Reproduce word for word the part of the Singapore housing article below that begins with "There is, Minister" and stops after "public housing units.".

─── Source extract ───

The household and the couple can service their mortgage from just their monthly CPF contributions after Government grants — S$45,000 for the household and S$30,000 for the couple.

This is when buying a 4-room flat in a non-mature estate (like Woodlands, Jurong East, and Choa Chu Kang in August 2022’s BTO exercise).

“These projects come with typical prices comparable to or lower than the average price of BTO flats in non-mature estates at about S$348,000,” pointed out Minister Lee.

And this means that houses remain affordable. These options mean home price-to-income ratios around 4 (the couple) to 5 (the family)  

“As a broad comparison, the ratio of the median home price to the median household income in other comparable cities such as London, Los Angeles, and Sydney are much higher, at between 8 to 15 times,” said the Minister.

“In Hong Kong, it is more than 20 times.”

Here, he noted that the 25 per cent mortgage servicing ratio for first-timers taking HDB loans remains well below the international benchmark of 30 – 35 per cent.

Intervention 3: New maximum loan quantums and interest rate floors

Borrowing costs for homebuyers are increasing over the medium term because of rising market interest rates.

So the Government is ensuring prudent borrowing.

This by tightening the maximum amount on home loans.

The Loan-to-Value (LTV) limit for HDB housing loans, in particular, is now 80 per cent (down from 85 per cent).

The medium-term rate floor used to calculate a borrower’s maximum loan quantum for residential property loans granted by private financial institutions is now 4 per cent yearly (previously it was 3.5 per cent).

There’s also a new yearly interest rate of 3 per cent for computing how large a housing loan a borrower can take.

“This is 1 per cent below the MAS (Monetary Authority of Singapore) rate floor for private financial institutions,” said Minister Lee.

“This will reduce the maximum loan quantum for home buyers taking HDB loans but will not increase the monthly instalment borrowers have to pay, as there is no change to the HDB concessionary interest rate of 2.6 per cent.”

All these measures are necessary as property loans are long-term commitments and often a household’s largest liability.

“If we do not move now, households may run into housing difficulties when they find it hard to service their housing obligations,” warned the Minister.

“This is already happening in other countries where we see homeowners defaulting on their mortgage payments and losing their homes.”

More new flats for new #lifegoals  

There is, Minister Lee noted, ongoing strong and broad-based demand over the last two years in the HDB resale market.

This is since more late Millennials (peeps in their 30s) are marrying, household sizes are shrinking (more people are buying their own homes instead of living with their parents) and the pandemic meant BTO construction delays.

So the Government’s ramping up supply of private and public housing units.

“For HDB, we have ramped up our BTO supply and are on track to launch 23,000 flats per year in 2022 and 2023, or a 35 per cent increase from 2021,” said the Minister.

In November, we will launch more than 9,500 BTO flats.”

The HDB, in fact, will launch up to 100,000 flats in total from 2021 to 2025 if needed, with more projects having shorter waiting times of under three years.

And private housing supply may increase further after already increasing 75 per cent from 2021 to 2022.

A national fundamental 

All these interventions and measures point to meeting the housing aspirations of Singaporeans, and to help Singaporeans own their home, as a fundamental project for the Government.

“This is a key national priority, and provides the basic foundation for us to raise our families, bring up our children, and build strong communities,” said Minister Lee.

“We will do so decisively but also carefully, being cognizant of the uncertain global economic outlook and rising interest rates, which will affect home prices and contribute to uncertainty in our property market,” he added about the interventions.

“We will continue to monitor the market closely and adjust our policies as necessary on both housing demand and supply, to ensure that prices move broadly in line with economic fundamentals.”

─── Supplied entries ───

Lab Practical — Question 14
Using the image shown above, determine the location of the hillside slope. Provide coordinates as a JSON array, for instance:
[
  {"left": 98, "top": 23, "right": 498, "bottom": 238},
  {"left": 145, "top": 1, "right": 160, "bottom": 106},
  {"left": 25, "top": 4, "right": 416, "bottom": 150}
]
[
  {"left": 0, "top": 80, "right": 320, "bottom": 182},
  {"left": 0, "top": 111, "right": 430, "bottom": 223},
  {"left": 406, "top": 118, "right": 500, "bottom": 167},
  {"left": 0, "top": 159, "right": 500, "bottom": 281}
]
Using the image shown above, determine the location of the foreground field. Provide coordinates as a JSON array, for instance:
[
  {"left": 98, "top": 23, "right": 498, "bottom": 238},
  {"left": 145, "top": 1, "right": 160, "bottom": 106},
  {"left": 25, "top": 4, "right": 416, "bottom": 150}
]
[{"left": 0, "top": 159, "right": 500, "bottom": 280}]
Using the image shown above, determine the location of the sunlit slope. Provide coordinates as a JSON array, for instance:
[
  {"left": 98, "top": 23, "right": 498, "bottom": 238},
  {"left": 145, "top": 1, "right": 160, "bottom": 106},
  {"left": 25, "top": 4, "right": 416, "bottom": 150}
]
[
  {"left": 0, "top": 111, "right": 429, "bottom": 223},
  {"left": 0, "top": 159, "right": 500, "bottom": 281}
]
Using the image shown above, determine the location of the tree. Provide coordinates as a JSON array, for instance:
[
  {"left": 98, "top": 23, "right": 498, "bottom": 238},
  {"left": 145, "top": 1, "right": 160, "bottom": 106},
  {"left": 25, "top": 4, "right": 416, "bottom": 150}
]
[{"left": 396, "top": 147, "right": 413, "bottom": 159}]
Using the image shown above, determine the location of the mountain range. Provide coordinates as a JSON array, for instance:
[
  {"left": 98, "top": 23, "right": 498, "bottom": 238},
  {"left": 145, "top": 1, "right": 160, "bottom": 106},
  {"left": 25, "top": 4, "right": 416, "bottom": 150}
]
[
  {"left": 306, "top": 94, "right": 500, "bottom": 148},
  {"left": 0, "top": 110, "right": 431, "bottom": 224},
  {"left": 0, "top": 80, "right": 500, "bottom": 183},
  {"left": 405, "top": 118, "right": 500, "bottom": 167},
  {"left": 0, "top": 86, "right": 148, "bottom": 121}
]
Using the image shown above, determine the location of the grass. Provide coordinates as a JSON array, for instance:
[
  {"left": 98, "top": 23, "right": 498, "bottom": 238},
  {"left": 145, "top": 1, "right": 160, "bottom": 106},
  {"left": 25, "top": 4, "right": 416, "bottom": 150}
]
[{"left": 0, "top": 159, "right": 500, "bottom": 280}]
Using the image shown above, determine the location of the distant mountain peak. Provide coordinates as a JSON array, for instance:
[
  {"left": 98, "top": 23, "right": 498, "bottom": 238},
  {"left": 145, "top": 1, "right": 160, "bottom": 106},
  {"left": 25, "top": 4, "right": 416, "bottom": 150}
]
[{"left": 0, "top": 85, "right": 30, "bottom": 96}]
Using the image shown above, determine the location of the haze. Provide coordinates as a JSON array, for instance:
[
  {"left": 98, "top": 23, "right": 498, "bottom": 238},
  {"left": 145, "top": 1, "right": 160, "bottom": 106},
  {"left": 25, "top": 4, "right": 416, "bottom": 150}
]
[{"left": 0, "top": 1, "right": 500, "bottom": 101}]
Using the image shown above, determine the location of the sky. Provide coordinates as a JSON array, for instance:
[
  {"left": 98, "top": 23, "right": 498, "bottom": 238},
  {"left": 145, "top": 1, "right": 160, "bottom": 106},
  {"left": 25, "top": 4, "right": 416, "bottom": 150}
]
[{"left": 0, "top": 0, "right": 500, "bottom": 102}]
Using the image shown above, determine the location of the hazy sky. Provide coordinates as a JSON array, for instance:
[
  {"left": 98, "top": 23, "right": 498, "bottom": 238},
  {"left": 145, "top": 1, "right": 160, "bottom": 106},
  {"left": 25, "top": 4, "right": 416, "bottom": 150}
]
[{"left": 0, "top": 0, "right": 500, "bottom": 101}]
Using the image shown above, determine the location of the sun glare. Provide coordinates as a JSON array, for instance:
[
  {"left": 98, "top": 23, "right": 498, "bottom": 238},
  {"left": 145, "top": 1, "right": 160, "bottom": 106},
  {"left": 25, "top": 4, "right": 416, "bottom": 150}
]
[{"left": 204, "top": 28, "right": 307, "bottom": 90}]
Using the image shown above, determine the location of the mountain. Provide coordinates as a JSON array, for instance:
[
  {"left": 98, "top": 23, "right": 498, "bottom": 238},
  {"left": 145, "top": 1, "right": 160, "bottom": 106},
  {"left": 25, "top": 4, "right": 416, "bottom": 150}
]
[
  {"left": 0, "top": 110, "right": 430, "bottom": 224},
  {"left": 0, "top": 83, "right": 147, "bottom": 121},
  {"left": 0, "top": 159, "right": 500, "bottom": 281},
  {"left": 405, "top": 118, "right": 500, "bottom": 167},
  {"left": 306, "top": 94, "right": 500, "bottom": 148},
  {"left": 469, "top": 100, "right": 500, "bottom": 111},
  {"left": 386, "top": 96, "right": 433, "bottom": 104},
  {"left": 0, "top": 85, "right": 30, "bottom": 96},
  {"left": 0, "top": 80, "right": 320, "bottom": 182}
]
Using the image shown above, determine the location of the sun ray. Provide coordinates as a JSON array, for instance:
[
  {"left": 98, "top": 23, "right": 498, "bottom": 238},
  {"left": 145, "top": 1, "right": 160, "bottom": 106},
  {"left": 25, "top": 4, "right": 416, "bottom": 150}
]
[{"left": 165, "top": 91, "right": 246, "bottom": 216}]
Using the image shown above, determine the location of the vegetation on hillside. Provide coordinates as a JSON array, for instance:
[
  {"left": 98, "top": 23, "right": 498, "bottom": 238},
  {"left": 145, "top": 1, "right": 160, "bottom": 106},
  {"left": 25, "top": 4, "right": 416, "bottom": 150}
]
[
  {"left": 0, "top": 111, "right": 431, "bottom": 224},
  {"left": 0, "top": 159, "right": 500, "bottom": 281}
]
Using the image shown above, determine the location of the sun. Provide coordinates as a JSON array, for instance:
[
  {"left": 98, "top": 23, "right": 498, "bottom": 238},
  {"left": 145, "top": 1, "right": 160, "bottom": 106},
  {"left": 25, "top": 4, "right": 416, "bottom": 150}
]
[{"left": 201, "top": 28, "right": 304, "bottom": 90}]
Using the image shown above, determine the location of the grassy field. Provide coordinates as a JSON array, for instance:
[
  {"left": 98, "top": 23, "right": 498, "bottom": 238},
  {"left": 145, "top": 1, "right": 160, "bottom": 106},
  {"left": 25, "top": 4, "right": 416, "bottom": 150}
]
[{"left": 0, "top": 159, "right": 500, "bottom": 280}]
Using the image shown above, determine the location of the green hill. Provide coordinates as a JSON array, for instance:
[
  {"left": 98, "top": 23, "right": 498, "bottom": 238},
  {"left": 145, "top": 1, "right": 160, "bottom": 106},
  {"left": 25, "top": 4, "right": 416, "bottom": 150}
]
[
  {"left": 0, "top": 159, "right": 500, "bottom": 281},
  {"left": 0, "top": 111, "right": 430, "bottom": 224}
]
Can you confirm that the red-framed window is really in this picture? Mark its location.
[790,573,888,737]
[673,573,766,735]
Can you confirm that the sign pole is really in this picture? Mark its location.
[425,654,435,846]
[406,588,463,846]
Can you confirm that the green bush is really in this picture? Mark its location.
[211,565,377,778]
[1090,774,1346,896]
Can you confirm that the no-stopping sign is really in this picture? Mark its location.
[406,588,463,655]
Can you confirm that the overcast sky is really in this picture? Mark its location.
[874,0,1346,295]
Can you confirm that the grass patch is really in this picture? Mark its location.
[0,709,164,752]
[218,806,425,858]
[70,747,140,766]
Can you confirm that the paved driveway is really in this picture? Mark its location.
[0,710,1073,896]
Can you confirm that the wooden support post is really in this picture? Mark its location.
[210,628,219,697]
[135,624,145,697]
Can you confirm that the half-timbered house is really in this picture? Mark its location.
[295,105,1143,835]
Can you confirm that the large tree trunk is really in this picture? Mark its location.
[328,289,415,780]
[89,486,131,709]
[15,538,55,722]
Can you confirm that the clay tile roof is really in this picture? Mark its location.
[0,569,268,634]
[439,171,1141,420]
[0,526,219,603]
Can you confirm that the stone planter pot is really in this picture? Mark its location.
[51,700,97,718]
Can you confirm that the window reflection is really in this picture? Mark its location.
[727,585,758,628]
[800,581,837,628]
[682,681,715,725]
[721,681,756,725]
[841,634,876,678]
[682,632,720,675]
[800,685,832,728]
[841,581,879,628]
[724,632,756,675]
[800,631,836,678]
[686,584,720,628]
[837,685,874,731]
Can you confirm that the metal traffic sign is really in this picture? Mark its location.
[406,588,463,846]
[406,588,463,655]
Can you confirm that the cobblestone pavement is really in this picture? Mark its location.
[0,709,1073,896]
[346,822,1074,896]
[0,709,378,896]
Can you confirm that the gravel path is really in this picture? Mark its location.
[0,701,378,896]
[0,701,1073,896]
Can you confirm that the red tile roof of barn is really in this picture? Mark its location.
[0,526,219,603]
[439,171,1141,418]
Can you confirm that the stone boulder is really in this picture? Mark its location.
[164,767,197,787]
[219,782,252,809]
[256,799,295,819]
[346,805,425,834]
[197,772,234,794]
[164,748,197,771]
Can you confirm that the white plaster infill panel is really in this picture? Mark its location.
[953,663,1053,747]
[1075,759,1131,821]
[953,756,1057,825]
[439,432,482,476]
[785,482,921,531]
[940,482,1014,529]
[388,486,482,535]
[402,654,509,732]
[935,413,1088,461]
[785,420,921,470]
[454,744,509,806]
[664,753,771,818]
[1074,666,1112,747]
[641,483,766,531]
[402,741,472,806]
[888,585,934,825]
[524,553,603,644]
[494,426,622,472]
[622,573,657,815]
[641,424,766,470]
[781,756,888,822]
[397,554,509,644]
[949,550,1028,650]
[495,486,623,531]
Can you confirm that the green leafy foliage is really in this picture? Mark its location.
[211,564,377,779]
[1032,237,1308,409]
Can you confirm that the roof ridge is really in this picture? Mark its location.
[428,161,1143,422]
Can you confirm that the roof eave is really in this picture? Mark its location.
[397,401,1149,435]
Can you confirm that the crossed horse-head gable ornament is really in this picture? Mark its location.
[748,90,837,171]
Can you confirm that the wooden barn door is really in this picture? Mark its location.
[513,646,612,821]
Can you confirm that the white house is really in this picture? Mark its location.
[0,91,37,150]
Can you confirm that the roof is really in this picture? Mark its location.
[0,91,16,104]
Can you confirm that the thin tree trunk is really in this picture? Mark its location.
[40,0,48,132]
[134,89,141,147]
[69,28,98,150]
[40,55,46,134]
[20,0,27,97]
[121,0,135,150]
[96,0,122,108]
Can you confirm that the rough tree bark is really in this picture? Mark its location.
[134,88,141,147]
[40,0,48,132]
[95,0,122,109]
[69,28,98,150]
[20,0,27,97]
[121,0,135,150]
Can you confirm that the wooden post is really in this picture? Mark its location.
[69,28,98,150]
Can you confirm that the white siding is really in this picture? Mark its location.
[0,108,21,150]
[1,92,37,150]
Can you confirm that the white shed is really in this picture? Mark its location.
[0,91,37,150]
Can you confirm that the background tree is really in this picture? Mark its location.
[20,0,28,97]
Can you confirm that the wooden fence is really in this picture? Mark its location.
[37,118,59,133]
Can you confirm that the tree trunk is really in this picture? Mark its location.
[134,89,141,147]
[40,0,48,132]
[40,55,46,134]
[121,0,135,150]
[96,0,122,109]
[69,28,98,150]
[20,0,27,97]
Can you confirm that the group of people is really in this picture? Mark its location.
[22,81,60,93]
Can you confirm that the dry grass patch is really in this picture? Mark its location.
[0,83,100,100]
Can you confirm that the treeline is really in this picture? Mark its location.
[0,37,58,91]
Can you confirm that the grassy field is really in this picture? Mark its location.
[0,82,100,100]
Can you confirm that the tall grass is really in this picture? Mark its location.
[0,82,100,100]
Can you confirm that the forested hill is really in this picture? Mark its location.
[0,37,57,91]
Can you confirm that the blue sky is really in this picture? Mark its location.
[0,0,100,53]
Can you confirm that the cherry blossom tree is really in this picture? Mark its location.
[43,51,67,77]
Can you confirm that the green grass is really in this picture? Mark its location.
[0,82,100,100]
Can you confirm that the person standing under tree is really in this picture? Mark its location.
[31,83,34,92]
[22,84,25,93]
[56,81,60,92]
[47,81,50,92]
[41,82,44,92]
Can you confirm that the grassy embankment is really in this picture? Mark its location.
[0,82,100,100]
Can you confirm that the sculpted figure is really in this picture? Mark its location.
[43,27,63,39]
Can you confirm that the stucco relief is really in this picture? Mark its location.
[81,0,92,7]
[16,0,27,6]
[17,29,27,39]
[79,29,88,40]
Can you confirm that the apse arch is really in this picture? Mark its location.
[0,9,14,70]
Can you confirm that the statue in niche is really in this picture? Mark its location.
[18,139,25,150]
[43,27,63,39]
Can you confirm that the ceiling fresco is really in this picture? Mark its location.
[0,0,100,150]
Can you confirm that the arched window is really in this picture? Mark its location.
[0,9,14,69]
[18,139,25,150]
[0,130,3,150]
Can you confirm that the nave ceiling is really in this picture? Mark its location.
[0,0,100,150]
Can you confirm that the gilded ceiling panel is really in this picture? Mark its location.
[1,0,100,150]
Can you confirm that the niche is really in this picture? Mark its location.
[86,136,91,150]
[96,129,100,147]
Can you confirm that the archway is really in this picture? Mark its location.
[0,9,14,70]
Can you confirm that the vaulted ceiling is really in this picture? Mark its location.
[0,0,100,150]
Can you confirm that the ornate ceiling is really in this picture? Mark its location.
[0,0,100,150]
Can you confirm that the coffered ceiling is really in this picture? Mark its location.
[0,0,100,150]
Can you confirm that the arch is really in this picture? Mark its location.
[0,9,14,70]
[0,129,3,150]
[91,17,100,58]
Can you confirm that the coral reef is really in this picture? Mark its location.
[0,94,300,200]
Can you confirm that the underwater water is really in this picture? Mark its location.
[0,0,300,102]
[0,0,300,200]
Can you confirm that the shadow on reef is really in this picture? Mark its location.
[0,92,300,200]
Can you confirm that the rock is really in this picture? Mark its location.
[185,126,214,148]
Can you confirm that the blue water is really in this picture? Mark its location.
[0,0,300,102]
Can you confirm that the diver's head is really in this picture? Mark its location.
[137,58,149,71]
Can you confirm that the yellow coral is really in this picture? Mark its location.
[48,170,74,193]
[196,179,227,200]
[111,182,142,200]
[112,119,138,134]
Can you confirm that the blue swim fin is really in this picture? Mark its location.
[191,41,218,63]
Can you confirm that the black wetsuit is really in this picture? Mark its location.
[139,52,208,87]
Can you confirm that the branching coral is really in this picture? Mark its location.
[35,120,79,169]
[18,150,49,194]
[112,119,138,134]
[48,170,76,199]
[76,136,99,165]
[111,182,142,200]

───

_Your solution:_
There is, Minister Lee noted, ongoing strong and broad-based demand over the last two years in the HDB resale market.

This is since more late Millennials (peeps in their 30s) are marrying, household sizes are shrinking (more people are buying their own homes instead of living with their parents) and the pandemic meant BTO construction delays.

So the Government’s ramping up supply of private and public housing units.